• _WHAT THIS TASK INVOLVES_: Give the listing below again, word for word, with no changes.

• _RECORD LIST_:
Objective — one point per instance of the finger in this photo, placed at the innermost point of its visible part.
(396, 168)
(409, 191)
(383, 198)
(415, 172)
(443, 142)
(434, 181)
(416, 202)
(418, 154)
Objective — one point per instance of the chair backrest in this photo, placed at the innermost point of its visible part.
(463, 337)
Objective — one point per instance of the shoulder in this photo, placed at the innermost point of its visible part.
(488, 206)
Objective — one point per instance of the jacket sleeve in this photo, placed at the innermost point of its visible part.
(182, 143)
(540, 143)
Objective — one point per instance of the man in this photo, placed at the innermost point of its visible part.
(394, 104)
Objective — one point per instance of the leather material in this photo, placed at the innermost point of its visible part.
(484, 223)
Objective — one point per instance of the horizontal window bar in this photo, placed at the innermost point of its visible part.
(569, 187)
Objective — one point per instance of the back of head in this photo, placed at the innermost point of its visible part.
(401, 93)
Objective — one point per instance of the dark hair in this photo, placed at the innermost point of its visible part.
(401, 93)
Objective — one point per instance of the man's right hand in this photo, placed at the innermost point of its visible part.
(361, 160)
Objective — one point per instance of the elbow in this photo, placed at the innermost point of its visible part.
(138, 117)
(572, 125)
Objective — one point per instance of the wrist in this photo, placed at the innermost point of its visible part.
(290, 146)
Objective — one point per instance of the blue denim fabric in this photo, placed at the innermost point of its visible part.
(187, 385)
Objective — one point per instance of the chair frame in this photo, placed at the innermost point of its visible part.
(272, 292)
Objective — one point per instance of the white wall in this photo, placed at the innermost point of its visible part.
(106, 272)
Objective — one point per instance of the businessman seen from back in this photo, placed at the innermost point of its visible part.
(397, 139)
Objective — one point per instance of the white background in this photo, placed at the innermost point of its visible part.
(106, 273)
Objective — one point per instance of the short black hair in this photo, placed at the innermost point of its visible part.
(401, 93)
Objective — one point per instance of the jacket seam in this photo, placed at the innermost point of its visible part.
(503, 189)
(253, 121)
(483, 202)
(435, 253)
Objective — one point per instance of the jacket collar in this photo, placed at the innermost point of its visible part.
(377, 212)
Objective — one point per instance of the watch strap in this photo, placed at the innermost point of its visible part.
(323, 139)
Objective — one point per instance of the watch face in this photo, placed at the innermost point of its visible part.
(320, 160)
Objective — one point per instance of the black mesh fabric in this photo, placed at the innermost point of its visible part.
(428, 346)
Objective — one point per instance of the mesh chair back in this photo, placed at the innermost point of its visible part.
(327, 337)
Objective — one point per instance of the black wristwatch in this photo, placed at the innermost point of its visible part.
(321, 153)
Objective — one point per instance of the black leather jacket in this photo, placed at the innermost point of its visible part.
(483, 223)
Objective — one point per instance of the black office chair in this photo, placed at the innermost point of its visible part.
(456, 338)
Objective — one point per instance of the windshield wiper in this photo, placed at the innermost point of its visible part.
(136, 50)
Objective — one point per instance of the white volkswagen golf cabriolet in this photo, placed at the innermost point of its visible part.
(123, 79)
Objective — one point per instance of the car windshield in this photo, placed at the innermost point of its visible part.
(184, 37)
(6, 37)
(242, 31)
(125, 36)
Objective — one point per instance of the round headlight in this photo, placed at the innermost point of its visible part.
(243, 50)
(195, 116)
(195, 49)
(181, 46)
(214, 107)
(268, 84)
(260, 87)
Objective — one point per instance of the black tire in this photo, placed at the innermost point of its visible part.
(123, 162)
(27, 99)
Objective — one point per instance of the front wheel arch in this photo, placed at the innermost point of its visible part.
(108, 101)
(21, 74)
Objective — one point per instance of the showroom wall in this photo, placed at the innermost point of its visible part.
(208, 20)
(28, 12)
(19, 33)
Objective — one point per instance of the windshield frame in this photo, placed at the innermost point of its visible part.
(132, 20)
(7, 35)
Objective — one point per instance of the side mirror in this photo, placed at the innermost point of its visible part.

• _PROBLEM SOLUTION_:
Objective — one point per instance of the finger in this photo, placed at the innermost point of its visible part.
(396, 168)
(409, 191)
(383, 198)
(415, 172)
(443, 142)
(434, 181)
(416, 202)
(418, 154)
Objective — one point per instance of the chair backrest in this photo, placed at the innermost point of its visible part.
(463, 337)
Objective — one point per instance of the shoulder in this photo, placed at the innermost point of its visible part.
(488, 206)
Objective — one point per instance of the jacket sleeve in this photo, placed at the innermost point of its visible part.
(182, 143)
(540, 143)
Objective — one point per instance of the man in this photo, placed at the innermost point of its visible part.
(394, 104)
Objective — one point per instance of the leather material in this photo, placed at the innermost point of its visible part.
(484, 223)
Objective — one point per instance of the horizontal window bar in this photo, placed at the innermost point of its visible part.
(569, 187)
Objective — one point per instance of the back of head in this photo, placed at the innermost point of its visible part.
(401, 93)
Objective — one point per instance of the dark hair in this photo, placed at the innermost point of its visible part.
(401, 93)
Objective — one point per instance of the man's right hand in this photo, placed at the innermost point of its visible part.
(361, 160)
Objective — one point per instance of the elbow in this photo, placed at the innermost point of its visible part.
(138, 117)
(572, 125)
Objective — one point per instance of the wrist in this photo, placed at the innermost point of its visible part.
(290, 146)
Objective — one point per instance of the blue denim fabric in this photo, placed at the innermost point of its visible part.
(187, 385)
Objective — one point per instance of the chair frame in this photo, placed at the innermost point of its visible part.
(272, 292)
Objective — one point per instance of the white wall in this photo, placed at the innermost point of its visible part.
(106, 272)
Objective — one point per instance of the businessman seen from back in this photo, placed at the innermost point of its visible part.
(397, 139)
Objective — one point per instance of the white background in this photo, placed at the innermost point of its visible part.
(106, 273)
Objective — one point per instance of the short black hair in this photo, placed at the innermost point of its visible part.
(401, 93)
Objective — one point per instance of the jacket seam in this photo, placed at the innermost point of its visible part.
(503, 189)
(253, 121)
(483, 202)
(435, 253)
Objective — one point per instance of the jacket collar in this photo, placed at the innermost point of its visible part.
(377, 212)
Objective — one point per instance of the watch strap in this photo, placed at the innermost point of its visible part.
(323, 139)
Objective — one point per instance of the watch face in this photo, placed at the innermost point of its visible part.
(320, 160)
Objective — one point per instance of the black mesh fabric in this photo, placed at the innermost point of its visible part.
(428, 346)
Objective — one point per instance of the mesh chair back in this photo, placed at the innermost point of its visible part.
(327, 337)
Objective — one point per instance of the black wristwatch in this photo, placed at the innermost point of its visible part.
(321, 153)
Objective — one point per instance of the black leather jacket in this photo, placed at the innermost point of its visible part.
(483, 223)
Objective — one point per instance of the black office chair in this photo, placed at the innermost point of its visible part.
(456, 338)
Objective — one point per instance of the windshield wiper in this photo, placed at the innermost point of its visible part.
(136, 50)
Objective — one point per instance of the white volkswagen golf cabriolet in this photo, placed at the innermost point of its visible part.
(123, 79)
Objective — one point per instance of the car windshield in this photo, placed at the innermost point of its visible part.
(184, 37)
(6, 37)
(242, 31)
(125, 36)
Objective — one point per instance of the round headlight in this photo, placed at the innermost point of its visible part.
(243, 50)
(195, 116)
(195, 49)
(181, 46)
(214, 107)
(268, 84)
(260, 87)
Objective — one point per instance of the black tire in this photo, placed at the innermost point of its visible part.
(123, 162)
(27, 99)
Objective — one point per instance of the front wheel arch in this photo, placed at the innermost point of its visible part.
(108, 101)
(21, 74)
Objective — one point per instance of the showroom wall in this photo, placed at the innermost point of its visible part.
(208, 20)
(28, 12)
(19, 33)
Objective — one point per instance of the windshield frame in this photo, placed at the innermost point of its visible part.
(132, 20)
(7, 35)
Objective — one point per instance of the side mirror in this photo, placed at the innermost point of its visible part.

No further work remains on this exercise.